Buddhaguhya (also known as Buddhagupta) (fl. c.700 CE) was a Vajrayana Buddhist scholar-monk. Throughout his career he taught at multiple locations including the monastery of Nālandā and Vārāṇasī, and spent time in meditation near Mount Kailash. Vimalamitra was one of his students.

A major commentary by Buddhaguhya of the Mahavairocana Tantra was written in 760 and is preserved in Tibetan. Hodge translates it into English alongside the text itself. Apart from his commentary on the Maha-Vairocana-Abhisambodhi Tantra, little is known of Buddhaguhya.

==Life==
The details of Buddhaguhya's life start to emerge in the thirteenth and fourteenth centuries, hundreds of years after his death and therefore cannot be historically verified. This was mainly detailed in the hagiographical writings of Tibetan authors like Longchenpa, Chomden Rigpe Raldri, Buton Rinchen Drub and Taranatha.

Taranatha claimed that Buddhaguhya was born near the city of Varanasi while Dudjom Jikdrel Dorje states he was born in Central India. Buddhaguhya was the son of a King and belonged to the kshatriya caste. The King's wish was for his son to become a religious teacher so he asked Buddhaguhya to meditate on the Bodhisattva, Mañjuśrī. He initially took to this practice but later began to doubt himself causing bad omens to occur.

Taking his father's permission, he travelled to eastern India where he was ordained as a scholar at Nalanda monastery. There is a lack of clarity in the Tibetan sources as to exactly which scholars Buddhaguhya studied under. The Nyingma tradition also holds that he travelled to Uddiyana as well. During his time of study, he mastered the tantras and achieved the position of royal chaplain as well.

*STUDY QUESTIONS:*
**1.** Retype the stretch of the Buddhaguhya passage from "Taking his father's" through "chaplain as well." word for word.
**2.** In the Buddhaguhya passage, in what year was his major commentary on the Mahavairocana Tantra written?

(Pointing data for referring expressions)
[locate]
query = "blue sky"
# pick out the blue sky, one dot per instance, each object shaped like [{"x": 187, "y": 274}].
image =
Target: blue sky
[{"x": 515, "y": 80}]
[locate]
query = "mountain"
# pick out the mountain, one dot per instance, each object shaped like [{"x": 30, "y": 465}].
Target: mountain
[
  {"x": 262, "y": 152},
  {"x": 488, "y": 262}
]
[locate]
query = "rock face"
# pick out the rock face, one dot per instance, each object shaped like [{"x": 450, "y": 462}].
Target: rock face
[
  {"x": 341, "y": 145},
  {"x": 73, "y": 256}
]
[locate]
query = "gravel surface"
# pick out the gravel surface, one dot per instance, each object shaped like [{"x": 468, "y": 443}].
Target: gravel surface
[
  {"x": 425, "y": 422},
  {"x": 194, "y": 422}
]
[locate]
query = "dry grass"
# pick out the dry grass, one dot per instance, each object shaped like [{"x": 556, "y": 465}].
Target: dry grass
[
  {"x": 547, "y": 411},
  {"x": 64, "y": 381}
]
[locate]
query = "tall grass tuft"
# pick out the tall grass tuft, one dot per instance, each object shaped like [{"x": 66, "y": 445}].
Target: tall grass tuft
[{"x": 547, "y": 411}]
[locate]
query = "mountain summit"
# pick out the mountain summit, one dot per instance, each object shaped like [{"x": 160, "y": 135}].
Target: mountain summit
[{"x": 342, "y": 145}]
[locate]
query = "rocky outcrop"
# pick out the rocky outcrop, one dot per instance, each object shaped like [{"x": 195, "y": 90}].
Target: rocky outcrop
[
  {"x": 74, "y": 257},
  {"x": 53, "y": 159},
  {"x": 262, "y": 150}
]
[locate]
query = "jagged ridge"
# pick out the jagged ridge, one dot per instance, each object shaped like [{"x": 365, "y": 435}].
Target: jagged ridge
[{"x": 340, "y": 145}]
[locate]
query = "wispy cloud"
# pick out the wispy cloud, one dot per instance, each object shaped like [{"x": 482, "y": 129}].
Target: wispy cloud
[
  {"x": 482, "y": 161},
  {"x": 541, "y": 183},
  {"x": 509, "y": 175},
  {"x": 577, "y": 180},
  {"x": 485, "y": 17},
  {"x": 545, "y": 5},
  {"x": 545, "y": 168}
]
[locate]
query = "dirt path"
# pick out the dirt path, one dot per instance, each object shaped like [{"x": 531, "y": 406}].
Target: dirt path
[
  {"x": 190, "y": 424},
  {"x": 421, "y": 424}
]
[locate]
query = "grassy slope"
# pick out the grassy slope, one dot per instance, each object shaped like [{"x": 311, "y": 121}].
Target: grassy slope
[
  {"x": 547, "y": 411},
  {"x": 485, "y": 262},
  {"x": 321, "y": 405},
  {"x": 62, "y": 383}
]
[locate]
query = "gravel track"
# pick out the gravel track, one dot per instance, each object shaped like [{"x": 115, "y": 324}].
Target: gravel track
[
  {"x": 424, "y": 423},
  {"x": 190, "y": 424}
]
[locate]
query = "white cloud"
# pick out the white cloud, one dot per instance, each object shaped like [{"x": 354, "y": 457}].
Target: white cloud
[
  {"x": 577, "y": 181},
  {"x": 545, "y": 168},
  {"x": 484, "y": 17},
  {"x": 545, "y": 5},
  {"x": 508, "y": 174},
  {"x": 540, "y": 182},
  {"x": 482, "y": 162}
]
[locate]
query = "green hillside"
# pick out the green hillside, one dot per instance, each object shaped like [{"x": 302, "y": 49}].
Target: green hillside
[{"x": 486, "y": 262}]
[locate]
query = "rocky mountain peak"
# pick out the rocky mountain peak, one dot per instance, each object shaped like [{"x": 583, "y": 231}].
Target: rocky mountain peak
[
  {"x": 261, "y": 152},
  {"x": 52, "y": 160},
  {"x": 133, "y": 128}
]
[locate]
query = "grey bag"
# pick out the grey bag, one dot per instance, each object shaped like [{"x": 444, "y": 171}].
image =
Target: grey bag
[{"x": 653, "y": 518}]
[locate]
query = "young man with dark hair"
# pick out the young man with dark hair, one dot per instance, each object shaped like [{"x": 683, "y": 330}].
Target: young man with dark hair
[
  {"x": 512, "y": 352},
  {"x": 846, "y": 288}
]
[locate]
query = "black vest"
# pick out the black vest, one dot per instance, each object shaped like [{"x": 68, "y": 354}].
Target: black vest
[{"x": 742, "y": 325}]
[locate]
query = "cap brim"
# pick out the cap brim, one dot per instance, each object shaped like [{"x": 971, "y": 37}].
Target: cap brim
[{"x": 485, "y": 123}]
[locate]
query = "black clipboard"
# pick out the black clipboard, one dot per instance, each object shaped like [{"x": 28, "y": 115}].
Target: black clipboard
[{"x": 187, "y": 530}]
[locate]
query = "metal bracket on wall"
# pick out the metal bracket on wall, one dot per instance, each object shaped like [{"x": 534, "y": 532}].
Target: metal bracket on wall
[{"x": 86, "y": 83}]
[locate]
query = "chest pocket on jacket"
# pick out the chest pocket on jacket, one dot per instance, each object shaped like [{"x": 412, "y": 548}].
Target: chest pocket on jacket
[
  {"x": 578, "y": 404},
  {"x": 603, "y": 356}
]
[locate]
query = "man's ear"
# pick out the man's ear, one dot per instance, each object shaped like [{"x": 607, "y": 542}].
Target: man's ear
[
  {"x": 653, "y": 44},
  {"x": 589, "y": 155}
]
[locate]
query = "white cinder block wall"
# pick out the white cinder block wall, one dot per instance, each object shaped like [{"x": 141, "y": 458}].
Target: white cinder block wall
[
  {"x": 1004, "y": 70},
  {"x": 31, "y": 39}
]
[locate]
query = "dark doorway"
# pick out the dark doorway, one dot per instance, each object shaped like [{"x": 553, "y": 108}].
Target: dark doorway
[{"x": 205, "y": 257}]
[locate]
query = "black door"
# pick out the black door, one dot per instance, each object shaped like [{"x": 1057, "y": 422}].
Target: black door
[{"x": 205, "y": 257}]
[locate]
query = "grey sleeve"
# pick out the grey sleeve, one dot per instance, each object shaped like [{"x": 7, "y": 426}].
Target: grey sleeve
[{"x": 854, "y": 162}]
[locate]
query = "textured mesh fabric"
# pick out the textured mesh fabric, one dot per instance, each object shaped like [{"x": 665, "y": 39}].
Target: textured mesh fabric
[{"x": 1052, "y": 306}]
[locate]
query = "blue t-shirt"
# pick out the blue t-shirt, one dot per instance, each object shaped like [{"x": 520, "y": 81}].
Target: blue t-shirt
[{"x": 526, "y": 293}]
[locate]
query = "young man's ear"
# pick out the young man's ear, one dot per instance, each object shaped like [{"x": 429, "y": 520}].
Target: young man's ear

*SOLUTIONS BY TASK:*
**1.**
Taking his father's permission, he travelled to eastern India where he was ordained as a scholar at Nalanda monastery. There is a lack of clarity in the Tibetan sources as to exactly which scholars Buddhaguhya studied under. The Nyingma tradition also holds that he travelled to Uddiyana as well. During his time of study, he mastered the tantras and achieved the position of royal chaplain as well.

**2.** 760